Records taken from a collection
======

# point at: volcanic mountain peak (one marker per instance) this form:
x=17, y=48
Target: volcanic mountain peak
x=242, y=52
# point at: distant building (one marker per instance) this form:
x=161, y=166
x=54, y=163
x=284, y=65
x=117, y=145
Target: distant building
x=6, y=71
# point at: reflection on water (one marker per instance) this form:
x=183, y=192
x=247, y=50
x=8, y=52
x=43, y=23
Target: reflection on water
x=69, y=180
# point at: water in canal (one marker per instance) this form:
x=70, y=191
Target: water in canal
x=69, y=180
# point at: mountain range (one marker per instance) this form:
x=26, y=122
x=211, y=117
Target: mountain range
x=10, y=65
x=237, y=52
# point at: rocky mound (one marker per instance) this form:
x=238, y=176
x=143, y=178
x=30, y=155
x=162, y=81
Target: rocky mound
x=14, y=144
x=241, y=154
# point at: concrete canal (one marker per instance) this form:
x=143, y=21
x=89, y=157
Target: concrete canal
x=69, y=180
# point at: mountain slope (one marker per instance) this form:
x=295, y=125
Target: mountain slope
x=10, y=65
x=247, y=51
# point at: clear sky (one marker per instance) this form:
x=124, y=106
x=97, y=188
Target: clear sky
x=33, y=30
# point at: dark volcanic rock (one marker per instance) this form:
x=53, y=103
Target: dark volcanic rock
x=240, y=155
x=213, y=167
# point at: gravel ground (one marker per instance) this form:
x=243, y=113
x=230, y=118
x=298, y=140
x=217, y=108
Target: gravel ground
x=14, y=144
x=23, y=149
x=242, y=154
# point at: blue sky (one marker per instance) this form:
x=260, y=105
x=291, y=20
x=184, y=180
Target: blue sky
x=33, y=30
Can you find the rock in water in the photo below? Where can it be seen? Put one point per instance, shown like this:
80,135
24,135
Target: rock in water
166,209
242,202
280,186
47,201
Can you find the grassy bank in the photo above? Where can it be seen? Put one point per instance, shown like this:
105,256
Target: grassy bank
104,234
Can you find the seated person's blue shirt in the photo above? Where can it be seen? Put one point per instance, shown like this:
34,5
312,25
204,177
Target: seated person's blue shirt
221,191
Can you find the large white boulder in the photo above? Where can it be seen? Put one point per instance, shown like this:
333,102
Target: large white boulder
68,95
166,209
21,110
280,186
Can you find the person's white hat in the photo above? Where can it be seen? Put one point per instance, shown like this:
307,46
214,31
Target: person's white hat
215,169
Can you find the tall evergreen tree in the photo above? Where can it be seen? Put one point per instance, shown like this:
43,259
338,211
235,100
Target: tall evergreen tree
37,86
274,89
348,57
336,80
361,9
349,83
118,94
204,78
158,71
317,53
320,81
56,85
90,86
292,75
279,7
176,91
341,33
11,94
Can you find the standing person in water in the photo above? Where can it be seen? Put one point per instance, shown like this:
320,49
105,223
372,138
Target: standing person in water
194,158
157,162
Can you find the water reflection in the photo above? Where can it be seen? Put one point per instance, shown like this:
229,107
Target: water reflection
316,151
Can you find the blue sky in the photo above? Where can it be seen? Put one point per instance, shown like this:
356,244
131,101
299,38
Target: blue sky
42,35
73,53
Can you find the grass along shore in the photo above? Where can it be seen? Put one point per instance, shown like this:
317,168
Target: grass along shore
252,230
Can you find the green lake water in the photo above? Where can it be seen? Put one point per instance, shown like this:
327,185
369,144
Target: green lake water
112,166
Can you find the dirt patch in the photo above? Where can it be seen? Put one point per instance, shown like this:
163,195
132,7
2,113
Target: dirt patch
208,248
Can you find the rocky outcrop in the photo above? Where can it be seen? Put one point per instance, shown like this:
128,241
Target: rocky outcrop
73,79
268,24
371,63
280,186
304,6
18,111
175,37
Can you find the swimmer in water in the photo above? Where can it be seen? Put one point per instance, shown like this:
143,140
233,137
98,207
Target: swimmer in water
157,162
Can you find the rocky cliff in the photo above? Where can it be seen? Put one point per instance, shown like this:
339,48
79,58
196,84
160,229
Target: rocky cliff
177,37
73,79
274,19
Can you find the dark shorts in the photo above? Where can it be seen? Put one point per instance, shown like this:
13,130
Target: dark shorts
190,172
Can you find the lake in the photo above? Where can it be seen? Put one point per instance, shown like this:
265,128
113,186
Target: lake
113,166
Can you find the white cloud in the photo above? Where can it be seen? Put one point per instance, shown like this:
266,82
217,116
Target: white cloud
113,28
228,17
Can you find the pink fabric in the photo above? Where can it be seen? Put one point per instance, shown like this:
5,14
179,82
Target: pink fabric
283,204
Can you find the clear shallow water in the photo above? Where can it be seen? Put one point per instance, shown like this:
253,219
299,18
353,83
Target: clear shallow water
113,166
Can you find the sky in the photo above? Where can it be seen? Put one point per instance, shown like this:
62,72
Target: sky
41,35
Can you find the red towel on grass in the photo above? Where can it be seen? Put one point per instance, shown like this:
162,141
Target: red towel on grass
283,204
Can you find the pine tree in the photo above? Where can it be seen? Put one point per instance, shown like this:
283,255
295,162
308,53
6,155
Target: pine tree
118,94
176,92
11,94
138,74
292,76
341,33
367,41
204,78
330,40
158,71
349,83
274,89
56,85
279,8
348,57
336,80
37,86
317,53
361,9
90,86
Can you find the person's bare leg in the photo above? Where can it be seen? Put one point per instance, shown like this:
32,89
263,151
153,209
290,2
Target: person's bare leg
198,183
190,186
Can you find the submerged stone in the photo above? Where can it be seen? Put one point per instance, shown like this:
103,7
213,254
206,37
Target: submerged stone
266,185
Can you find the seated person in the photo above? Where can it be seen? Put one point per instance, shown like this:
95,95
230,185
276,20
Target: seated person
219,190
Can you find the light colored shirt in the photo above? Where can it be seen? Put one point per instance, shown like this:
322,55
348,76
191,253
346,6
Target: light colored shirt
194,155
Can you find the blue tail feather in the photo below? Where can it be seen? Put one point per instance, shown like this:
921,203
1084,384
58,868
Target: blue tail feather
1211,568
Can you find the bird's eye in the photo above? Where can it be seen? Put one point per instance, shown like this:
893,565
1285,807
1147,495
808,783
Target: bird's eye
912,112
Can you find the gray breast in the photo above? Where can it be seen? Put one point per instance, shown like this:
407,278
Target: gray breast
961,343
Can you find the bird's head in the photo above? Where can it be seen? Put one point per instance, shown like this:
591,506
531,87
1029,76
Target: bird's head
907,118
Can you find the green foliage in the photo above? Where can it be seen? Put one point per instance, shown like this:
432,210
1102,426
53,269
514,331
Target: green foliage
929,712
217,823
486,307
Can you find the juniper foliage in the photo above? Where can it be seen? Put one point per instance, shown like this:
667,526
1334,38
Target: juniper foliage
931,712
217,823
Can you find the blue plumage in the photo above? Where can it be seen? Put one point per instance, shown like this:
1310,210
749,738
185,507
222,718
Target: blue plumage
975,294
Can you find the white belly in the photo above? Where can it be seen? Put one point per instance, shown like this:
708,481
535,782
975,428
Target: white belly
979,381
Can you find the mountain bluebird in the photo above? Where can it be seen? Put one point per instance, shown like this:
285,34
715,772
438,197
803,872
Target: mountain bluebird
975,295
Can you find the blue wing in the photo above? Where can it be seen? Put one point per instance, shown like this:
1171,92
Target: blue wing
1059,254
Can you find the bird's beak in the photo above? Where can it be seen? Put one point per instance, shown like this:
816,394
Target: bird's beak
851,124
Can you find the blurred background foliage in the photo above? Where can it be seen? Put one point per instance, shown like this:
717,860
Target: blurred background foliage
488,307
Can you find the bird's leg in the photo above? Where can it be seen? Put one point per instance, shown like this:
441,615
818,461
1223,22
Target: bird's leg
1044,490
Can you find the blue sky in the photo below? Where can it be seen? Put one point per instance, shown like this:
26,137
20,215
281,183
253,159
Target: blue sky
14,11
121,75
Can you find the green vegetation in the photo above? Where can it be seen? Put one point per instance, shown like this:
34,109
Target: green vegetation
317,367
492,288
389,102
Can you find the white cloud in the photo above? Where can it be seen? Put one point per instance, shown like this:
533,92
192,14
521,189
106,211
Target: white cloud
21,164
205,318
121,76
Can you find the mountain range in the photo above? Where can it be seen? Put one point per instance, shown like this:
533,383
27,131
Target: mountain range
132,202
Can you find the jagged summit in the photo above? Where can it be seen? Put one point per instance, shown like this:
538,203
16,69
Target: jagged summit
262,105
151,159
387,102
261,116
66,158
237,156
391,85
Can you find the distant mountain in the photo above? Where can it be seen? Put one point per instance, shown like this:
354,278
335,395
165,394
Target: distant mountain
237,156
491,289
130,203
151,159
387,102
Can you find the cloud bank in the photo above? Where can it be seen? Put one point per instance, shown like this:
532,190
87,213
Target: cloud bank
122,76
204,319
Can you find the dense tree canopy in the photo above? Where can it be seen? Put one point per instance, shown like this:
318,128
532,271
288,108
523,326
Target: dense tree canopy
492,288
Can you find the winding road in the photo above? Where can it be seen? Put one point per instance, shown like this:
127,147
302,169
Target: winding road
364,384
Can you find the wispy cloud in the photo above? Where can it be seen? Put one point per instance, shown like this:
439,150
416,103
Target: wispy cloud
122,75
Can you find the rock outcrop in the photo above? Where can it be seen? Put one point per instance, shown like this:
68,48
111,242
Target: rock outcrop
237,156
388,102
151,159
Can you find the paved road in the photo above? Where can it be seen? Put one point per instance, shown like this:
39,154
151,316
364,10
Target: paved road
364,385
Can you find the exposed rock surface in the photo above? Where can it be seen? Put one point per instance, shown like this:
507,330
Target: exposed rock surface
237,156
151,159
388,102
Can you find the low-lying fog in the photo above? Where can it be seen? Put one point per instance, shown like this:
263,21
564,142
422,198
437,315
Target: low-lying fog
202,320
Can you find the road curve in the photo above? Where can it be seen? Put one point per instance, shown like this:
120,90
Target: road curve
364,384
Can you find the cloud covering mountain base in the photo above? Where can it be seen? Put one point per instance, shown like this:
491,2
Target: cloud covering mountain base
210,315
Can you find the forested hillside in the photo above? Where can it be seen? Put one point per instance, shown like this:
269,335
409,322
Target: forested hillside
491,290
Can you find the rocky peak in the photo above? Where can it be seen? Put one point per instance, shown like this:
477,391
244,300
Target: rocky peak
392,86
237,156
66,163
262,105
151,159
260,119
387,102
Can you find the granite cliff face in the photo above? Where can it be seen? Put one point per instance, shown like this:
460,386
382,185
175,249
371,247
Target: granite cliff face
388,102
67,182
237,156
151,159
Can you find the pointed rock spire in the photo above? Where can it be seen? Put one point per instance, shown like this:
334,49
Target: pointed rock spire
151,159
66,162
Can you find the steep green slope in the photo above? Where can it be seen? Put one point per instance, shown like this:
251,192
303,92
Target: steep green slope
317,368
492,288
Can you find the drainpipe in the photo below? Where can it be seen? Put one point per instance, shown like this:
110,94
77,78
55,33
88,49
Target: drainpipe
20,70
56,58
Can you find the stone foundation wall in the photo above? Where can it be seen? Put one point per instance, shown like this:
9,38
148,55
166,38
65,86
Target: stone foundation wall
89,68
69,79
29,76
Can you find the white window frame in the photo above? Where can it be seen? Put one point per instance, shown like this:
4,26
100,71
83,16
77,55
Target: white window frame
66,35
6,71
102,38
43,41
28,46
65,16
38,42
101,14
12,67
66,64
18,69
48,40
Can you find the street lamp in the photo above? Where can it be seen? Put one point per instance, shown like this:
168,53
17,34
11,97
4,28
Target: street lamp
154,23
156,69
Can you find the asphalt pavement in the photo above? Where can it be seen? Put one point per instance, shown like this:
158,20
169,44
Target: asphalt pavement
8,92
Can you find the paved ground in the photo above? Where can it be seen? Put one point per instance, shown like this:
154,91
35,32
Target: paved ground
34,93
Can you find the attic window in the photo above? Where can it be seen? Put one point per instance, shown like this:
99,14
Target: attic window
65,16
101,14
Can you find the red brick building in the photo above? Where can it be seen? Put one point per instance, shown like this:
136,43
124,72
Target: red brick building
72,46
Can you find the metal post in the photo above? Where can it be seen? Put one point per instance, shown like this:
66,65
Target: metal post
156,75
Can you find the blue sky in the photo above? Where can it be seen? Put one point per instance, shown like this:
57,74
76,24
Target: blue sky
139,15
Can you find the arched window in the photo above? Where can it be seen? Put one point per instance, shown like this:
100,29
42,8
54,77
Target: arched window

======

Instructions for the task: Format the listing above as a Markdown table with the columns Row and Text, starting with the line containing "Can you find the asphalt" and going on through the final line of the listing. Put a row number in Row and the line in Text, and leave out any blank lines.

Written response:
| Row | Text |
|---|---|
| 1 | Can you find the asphalt pavement in the photo above? Where can it be seen? Put one point per instance, shown like this: |
| 2 | 158,20 |
| 3 | 169,44 |
| 4 | Target: asphalt pavement |
| 5 | 8,92 |
| 6 | Can you find the paved ground in the photo above? Where can it be seen? Put one point per instance, shown like this: |
| 7 | 154,91 |
| 8 | 35,32 |
| 9 | Target: paved ground |
| 10 | 34,93 |
| 11 | Can you find the attic window in the photo above? Where can it be seen? Put one point per instance, shown like this: |
| 12 | 99,14 |
| 13 | Target: attic window |
| 14 | 65,16 |
| 15 | 101,14 |
| 16 | Can you find the red brick building in the photo above? Where can it be seen? Put one point per instance, shown like this: |
| 17 | 136,43 |
| 18 | 124,72 |
| 19 | Target: red brick building |
| 20 | 72,46 |
| 21 | Can you find the metal post in the photo above? Where can it be seen? Put one point per instance, shown like this: |
| 22 | 66,65 |
| 23 | Target: metal post |
| 24 | 156,75 |
| 25 | Can you find the blue sky in the photo above? Where can it be seen? Put one point per instance, shown like this: |
| 26 | 57,74 |
| 27 | 76,24 |
| 28 | Target: blue sky |
| 29 | 139,15 |
| 30 | Can you find the arched window in the photo above? Where can it be seen? Put one point per instance, shown like this: |
| 31 | 100,29 |
| 32 | 42,8 |
| 33 | 54,77 |
| 34 | Target: arched window |